Abstract

The paper explores the frequency and size distributions of firm-size in a novel dataset for the mid-Victorian era from a recent extraction of the England and Wales population censuses of 1851, 1861, 1871, and 1881. The paper contrasts the hypothesis of the Power Laws against the Lognormal model for the tails of the distributions using maximum likelihood estimation, log likelihood ratio, clipped sample coefficient of variation UMPU-Wilks test, Kolmogorov–Smirnov statistic, among other state-of-the-art statistical methods. Our results show that the Power Law hypothesis is accepted for the size distribution for the years 1851 and 1861, while 1871 is marginally non-significant, but for 1881 the test is inconclusive. The paper discusses the process that generates these distributions citing recent literature that shows how after adding an i.i.d. noise to the Gibrat’s multiplicative model one can recreate a Power Law behaviour. Overall, the paper provides, describes and statistically tests for the very first time a unique historical dataset confirming that the tails of the distributions at least for 1851 and 1861 follow a Pareto model and that the Lognormal model is firmly rejected.

◆ **Objective 1**
How would you put this sentence from the abstract on firm-size distributions into Spanish: "Our results show that the Power Law hypothesis is accepted for the size distribution for the years 1851 and 1861, while 1871 is marginally non-significant, but for 1881 the test is inconclusive."
The records below have no connection to the abstract above.

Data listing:
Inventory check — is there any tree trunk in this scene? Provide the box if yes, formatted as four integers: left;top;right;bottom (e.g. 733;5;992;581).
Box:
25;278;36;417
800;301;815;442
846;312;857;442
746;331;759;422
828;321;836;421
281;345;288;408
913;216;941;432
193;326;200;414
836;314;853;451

◆ **Objective 2**
Can you copy every line of the data listing above, unchanged and in the same order?

◆ **Full solution 1**
Nuestros resultados muestran que la hipótesis de la ley de potencias se acepta para la distribución de tamaños en los años 1851 y 1861, mientras que 1871 es marginalmente no significativo, pero para 1881 la prueba no es concluyente.

◆ **Full solution 2**
Inventory check — is there any tree trunk in this scene? Provide the box if yes, formatted as four integers: left;top;right;bottom (e.g. 733;5;992;581).
Box:
25;278;36;417
800;301;815;442
846;312;857;442
746;331;759;422
828;321;836;421
281;345;288;408
913;216;941;432
193;326;200;414
836;314;853;451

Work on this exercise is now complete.